Beginning with the line that has "the white countertop", reproduce each remaining line of the data exactly, down to and including the last.
Start of Supplied records
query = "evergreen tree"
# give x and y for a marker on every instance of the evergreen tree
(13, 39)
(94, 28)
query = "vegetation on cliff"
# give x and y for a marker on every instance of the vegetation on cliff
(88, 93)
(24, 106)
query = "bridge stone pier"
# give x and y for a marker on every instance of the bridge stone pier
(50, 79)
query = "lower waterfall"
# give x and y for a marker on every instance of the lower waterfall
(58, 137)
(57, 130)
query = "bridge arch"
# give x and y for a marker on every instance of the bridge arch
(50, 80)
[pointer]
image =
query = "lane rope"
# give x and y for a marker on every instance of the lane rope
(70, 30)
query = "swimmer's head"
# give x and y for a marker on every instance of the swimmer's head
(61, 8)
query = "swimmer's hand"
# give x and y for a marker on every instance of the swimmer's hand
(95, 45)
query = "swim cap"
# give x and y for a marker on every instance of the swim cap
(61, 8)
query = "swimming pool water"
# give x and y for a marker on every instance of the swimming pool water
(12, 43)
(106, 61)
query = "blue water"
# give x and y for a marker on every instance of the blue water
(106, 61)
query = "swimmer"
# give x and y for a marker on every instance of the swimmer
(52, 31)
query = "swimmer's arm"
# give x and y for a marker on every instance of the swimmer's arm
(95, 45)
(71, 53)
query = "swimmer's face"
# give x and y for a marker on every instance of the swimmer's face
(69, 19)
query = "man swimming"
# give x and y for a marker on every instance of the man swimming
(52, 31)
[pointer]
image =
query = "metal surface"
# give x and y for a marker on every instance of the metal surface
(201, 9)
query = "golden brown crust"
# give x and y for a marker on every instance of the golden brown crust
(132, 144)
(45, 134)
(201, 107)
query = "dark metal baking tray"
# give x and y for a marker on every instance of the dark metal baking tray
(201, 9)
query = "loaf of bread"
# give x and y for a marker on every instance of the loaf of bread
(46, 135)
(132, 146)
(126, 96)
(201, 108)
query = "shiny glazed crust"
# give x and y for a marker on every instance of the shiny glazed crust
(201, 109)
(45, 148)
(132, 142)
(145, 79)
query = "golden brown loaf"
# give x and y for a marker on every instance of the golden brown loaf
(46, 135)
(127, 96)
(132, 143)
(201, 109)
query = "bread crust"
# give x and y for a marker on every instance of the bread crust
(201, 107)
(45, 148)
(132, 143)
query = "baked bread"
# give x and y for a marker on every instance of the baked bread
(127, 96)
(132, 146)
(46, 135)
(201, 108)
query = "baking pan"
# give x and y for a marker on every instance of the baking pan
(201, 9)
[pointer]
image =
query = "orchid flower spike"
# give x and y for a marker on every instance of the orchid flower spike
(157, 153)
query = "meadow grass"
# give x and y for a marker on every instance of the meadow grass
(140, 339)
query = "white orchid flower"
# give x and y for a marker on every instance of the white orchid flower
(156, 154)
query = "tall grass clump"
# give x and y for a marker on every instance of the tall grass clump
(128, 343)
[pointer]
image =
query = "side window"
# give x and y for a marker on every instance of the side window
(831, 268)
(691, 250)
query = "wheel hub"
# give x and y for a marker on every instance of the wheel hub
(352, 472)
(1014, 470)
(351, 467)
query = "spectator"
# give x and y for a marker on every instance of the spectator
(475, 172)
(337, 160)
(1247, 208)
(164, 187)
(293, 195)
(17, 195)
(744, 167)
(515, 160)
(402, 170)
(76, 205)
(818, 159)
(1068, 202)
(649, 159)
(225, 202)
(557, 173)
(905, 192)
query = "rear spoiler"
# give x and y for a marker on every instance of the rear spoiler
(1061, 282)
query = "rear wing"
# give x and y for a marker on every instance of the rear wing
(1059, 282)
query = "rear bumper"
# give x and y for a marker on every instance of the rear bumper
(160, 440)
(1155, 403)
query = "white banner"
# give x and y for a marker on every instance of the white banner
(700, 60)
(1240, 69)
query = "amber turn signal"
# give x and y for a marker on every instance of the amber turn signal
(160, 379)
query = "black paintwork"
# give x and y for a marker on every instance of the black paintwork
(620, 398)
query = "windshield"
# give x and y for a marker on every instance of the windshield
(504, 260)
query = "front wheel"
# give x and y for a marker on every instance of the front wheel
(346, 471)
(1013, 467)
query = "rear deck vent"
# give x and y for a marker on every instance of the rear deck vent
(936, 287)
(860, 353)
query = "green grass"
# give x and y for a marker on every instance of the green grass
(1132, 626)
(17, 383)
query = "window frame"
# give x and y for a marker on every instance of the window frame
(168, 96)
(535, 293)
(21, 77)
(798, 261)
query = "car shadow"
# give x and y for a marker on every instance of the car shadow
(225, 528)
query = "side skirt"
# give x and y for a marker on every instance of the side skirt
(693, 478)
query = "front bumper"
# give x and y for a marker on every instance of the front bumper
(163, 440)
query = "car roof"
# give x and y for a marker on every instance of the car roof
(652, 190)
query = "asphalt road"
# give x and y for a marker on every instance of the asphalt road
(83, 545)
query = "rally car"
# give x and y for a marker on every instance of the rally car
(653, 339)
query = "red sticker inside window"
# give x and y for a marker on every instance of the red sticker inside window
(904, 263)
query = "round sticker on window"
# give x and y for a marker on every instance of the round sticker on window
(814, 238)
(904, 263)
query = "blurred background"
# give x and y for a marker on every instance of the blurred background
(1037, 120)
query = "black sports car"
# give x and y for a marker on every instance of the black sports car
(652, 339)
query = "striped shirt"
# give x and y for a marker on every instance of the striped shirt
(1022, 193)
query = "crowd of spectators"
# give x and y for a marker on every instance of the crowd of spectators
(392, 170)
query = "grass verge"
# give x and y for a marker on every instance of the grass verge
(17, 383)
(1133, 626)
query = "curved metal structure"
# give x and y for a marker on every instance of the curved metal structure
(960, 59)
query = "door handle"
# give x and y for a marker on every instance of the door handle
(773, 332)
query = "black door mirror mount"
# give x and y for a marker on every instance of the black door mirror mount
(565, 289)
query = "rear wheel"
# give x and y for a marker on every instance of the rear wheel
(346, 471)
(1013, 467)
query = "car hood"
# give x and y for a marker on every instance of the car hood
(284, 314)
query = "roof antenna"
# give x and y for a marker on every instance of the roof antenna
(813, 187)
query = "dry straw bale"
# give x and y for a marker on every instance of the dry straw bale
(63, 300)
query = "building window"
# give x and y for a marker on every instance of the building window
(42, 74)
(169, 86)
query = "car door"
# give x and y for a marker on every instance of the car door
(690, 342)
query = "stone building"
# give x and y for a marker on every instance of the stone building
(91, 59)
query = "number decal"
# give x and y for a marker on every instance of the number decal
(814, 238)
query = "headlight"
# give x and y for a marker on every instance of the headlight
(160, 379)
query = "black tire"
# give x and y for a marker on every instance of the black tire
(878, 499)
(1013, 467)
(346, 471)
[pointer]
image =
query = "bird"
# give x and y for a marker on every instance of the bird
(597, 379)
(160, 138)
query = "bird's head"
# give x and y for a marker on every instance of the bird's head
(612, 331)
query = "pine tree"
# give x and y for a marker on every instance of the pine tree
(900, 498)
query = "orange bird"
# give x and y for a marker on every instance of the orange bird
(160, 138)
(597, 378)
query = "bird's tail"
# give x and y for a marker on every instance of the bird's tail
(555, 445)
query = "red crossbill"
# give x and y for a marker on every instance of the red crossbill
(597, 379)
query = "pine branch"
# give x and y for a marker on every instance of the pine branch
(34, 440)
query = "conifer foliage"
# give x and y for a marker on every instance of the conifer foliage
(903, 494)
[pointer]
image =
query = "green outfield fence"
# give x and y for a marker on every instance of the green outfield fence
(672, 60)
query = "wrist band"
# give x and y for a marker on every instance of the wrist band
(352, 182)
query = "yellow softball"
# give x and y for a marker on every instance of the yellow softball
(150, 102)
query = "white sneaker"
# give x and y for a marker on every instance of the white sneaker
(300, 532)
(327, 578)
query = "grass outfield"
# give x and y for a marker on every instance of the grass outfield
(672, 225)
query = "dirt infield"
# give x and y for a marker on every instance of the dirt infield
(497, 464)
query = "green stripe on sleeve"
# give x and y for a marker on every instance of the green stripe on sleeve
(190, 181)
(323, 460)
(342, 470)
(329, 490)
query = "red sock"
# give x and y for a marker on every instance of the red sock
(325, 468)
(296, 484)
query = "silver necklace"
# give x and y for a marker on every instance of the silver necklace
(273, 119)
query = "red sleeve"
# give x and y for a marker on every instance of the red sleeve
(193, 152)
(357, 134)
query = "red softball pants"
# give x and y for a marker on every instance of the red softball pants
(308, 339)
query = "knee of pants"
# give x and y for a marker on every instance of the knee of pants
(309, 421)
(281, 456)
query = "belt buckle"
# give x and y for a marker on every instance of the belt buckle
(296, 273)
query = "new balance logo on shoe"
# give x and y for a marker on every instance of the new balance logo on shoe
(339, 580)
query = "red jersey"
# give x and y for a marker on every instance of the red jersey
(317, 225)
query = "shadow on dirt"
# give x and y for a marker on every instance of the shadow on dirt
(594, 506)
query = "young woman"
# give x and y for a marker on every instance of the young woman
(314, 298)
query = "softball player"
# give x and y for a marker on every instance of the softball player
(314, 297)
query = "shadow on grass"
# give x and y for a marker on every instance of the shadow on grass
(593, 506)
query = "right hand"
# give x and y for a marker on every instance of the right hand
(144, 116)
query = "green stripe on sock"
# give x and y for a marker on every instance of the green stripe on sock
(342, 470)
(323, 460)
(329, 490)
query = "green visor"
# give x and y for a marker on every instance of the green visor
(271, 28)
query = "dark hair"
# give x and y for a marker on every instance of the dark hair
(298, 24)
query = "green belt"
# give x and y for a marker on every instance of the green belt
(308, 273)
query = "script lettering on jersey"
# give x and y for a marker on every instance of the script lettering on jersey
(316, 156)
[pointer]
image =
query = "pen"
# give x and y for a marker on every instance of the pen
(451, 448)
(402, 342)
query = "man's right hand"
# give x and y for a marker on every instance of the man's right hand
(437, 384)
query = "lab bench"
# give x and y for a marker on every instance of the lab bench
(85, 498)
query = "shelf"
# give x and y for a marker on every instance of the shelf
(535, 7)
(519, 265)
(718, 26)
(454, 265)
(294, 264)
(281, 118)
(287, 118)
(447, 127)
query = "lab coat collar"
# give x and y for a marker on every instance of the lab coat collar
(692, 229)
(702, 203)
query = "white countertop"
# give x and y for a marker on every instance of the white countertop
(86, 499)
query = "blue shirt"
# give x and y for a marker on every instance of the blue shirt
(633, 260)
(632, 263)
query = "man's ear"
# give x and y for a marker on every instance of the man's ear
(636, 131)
End of Supplied records
> [Output]:
# give x and y for a marker on every instance of the white countertop
(86, 499)
query = "blue shirt"
# give x and y for a marker on every instance of the blue shirt
(633, 260)
(632, 263)
query = "man's ear"
# give x and y for a marker on every instance of the man's ear
(636, 131)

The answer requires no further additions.